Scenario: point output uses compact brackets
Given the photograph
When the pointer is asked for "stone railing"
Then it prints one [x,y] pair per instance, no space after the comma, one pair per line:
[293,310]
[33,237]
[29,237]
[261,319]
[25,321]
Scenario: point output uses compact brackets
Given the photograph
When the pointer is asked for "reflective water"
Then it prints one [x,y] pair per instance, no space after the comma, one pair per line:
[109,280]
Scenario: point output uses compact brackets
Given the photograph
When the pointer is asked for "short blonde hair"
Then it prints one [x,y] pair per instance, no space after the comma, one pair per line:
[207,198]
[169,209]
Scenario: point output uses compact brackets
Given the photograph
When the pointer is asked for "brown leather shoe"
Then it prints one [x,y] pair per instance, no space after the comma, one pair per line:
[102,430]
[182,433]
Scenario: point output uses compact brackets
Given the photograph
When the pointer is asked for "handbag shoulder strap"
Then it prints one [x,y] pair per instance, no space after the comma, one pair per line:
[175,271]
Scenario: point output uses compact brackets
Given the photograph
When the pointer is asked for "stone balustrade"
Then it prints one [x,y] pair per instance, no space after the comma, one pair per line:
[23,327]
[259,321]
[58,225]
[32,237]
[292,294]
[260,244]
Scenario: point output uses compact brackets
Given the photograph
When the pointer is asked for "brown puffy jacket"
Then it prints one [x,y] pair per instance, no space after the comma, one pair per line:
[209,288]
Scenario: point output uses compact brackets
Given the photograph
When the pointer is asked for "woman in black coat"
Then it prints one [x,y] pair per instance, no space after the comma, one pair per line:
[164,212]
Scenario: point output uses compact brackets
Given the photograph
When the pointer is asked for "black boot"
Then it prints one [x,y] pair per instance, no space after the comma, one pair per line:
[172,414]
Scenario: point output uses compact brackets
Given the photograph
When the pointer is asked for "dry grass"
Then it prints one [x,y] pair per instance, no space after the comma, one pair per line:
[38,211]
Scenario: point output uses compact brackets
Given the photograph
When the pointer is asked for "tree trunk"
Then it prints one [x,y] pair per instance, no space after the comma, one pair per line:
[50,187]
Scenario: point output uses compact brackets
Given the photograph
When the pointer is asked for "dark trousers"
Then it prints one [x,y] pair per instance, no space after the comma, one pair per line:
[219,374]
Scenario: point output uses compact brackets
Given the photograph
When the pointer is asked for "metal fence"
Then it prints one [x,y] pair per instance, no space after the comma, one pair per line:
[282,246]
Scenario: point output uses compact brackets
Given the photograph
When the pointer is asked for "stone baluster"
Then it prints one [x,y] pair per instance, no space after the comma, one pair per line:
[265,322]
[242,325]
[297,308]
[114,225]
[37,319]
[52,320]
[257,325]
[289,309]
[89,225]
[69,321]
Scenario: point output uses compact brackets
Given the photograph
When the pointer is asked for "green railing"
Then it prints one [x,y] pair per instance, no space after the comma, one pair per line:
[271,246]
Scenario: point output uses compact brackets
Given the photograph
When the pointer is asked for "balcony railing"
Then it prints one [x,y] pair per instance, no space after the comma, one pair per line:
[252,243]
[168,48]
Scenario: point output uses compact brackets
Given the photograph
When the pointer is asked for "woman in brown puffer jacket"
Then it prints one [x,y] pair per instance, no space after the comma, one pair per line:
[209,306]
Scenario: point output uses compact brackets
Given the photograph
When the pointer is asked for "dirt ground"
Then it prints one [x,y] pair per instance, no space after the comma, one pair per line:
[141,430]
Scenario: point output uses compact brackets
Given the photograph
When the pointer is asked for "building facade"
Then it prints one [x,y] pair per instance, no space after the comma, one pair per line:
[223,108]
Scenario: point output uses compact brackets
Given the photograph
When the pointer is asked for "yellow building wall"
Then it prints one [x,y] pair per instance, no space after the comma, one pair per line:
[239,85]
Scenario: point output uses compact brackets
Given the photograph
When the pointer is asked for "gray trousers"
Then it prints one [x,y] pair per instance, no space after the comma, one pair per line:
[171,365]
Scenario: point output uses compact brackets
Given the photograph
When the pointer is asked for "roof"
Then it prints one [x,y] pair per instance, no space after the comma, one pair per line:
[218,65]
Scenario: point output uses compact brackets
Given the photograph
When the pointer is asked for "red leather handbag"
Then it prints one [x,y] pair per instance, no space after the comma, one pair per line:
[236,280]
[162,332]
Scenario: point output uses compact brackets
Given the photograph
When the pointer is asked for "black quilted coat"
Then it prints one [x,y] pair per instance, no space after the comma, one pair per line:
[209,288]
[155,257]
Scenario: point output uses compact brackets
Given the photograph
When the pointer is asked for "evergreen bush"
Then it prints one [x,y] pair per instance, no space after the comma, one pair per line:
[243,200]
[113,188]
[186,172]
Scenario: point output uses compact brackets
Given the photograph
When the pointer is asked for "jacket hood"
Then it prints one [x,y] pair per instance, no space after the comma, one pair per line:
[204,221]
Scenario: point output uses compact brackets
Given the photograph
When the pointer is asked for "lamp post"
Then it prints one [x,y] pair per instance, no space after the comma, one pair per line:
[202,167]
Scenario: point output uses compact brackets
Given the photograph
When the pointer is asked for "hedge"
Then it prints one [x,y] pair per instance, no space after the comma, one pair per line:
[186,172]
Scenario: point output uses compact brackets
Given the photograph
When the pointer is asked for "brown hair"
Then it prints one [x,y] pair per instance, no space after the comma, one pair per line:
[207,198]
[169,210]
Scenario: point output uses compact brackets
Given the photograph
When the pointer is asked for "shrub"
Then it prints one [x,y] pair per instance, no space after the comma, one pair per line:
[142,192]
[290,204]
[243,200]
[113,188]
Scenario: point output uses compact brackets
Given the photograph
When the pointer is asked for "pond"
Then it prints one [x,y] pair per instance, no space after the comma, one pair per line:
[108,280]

+---+

### INSTRUCTION:
Produce an exact copy of the whole listing.

### TASK ANSWER:
Scenario: point output uses compact brackets
Given the photograph
When the pointer is asked for "stone railing"
Then it prints one [x,y] pair per instance, no space after the comma, one pair per line:
[293,310]
[33,237]
[29,237]
[261,319]
[25,321]
Scenario: point output uses compact brackets
Given the photograph
When the pointer is asked for "reflective water"
Then it prints one [x,y] pair per instance, no space after the comma, one pair per line:
[109,280]
Scenario: point output uses compact brackets
Given the photograph
When the pointer is asked for "short blonde hair"
Then it prints one [x,y] pair per instance, no space after the comma, one pair per line:
[207,198]
[169,209]
Scenario: point output uses compact brackets
Given the photograph
When the pointer is asked for "brown leather shoe"
Then it prints one [x,y] pair per instance, no space after the comma, one pair per line:
[102,430]
[182,433]
Scenario: point output uses compact brackets
Given the photograph
When the pointer is asked for "handbag shoulder strap"
Then it prints one [x,y] pair per instance, no space after the comma, one pair per line:
[175,271]
Scenario: point output uses compact brackets
Given the photograph
When the pointer is asked for "stone balustrade"
Then it prints one [x,y] pair per instance, no space after the comma, one pair per line:
[23,327]
[259,321]
[58,225]
[32,237]
[292,294]
[260,244]
Scenario: point output uses compact brackets
Given the photograph
When the pointer is asked for "brown puffy jacket"
Then it prints one [x,y] pair per instance, no space after the comma, one pair per line:
[209,288]
Scenario: point output uses compact brackets
Given the photograph
When the pointer is asked for "woman in black coat"
Then it prints one [x,y] pair per instance, no space after the comma, one pair per line:
[164,212]
Scenario: point output uses compact brackets
Given the photograph
When the pointer is asked for "black boot"
Then it prints one [x,y] pair per instance, no space after the comma, one pair per line:
[172,414]
Scenario: point output uses compact brackets
Given the photograph
When the pointer is asked for "dry grass"
Then it prints one [x,y] pair per instance, no space after the comma, one pair per line:
[38,211]
Scenario: point output uses compact brackets
Given the photograph
When the pointer is asked for "tree trunk"
Then it prints one [x,y] pair per instance, no space after the comma, one pair per line:
[50,187]
Scenario: point output uses compact brackets
Given the photograph
When the pointer is asked for "dark trousers"
Then it prints one [x,y] pair per instance, no space after the comma, one pair per line:
[219,374]
Scenario: point output uses compact brackets
Given the photograph
When the pointer is asked for "metal fence"
Then it prints one [x,y] pair per instance, no space after the comma, one pair per line:
[282,246]
Scenario: point output uses compact brackets
Given the photograph
When the pointer is asked for "stone baluster"
Then it prints one [x,y] pair per instance, no space after the comma, one pair per line:
[265,322]
[242,325]
[297,308]
[114,225]
[37,319]
[52,320]
[257,325]
[289,309]
[89,225]
[69,321]
Scenario: point output uses compact brackets
Given the photograph
When the pointer is asked for "green railing"
Then it prints one [x,y] pair per instance, no space after the comma, one pair per line:
[271,246]
Scenario: point output uses compact brackets
Given the photograph
When the pointer is asked for "balcony railing"
Then it prints one [x,y] pair per instance, no space after the comma, one pair per line:
[252,243]
[168,48]
Scenario: point output uses compact brackets
Given the photograph
When the pointer is asked for "woman in brown puffer jacket"
Then it prints one [x,y] pair per instance, no space after the comma, one pair per line:
[209,306]
Scenario: point output uses compact brackets
Given the photograph
When the pointer is asked for "dirt ground"
Then it prints one [x,y] pair per instance, no space after the comma, one pair per line:
[141,430]
Scenario: point output uses compact brackets
Given the photograph
When the pointer is asked for "building facade"
Then it prints one [x,y] pair per instance, no space after the comma, one pair per line:
[223,108]
Scenario: point output uses compact brackets
Given the photograph
When the pointer is asked for "yellow building wall"
Then it prints one [x,y] pair per instance, no space after the comma, one pair per line:
[239,85]
Scenario: point output uses compact brackets
Given the photograph
When the pointer is asked for "gray trousers"
Then it prints one [x,y] pair per instance, no space after the comma, one pair per line:
[171,365]
Scenario: point output uses compact brackets
Given the photograph
When the pointer is asked for "roof"
Then it prints one [x,y] pair per instance, no space after the comma, one pair per line:
[218,65]
Scenario: point output uses compact brackets
Given the photograph
When the pointer is asked for "red leather handbag"
Then it prints one [x,y] pair per instance, no space after the comma, one pair per line:
[236,280]
[162,332]
Scenario: point output uses compact brackets
Given the photograph
When the pointer is asked for "black quilted coat"
Then it prints one [x,y] pair per instance, no space after the comma, one pair per line:
[209,288]
[155,257]
Scenario: point output uses compact brackets
Given the photograph
When the pointer is asked for "evergreen bush"
Then it prints one [x,y] pair per instance, no space after the comma, one pair per line:
[243,200]
[113,188]
[186,172]
Scenario: point output uses compact brackets
Given the photograph
When the pointer is asked for "jacket hood"
Then it prints one [x,y] pair per instance, no space after the comma, one pair per line:
[204,221]
Scenario: point output uses compact brackets
Given the photograph
When the pointer is asked for "lamp post"
Then it prints one [x,y] pair per instance, no space after the comma, one pair per line:
[202,167]
Scenario: point output uses compact brackets
Given the photograph
When the pointer is asked for "hedge"
Then it prints one [x,y] pair per instance, no space after the comma, one pair per line:
[186,172]
Scenario: point output uses compact brackets
Given the photograph
When the pointer is asked for "brown hair"
Then it prints one [x,y] pair per instance, no space after the comma, one pair per line:
[207,198]
[169,210]
Scenario: point output uses compact brackets
Given the photograph
When the pointer is asked for "shrub"
Then it prints one [x,y] pair per instance, no space after the comma, one pair per line:
[142,192]
[290,204]
[243,200]
[113,188]
Scenario: point output uses compact brackets
Given the photograph
When the pointer is asked for "pond"
Then it prints one [x,y] pair per instance, no space after the comma, one pair per line:
[108,280]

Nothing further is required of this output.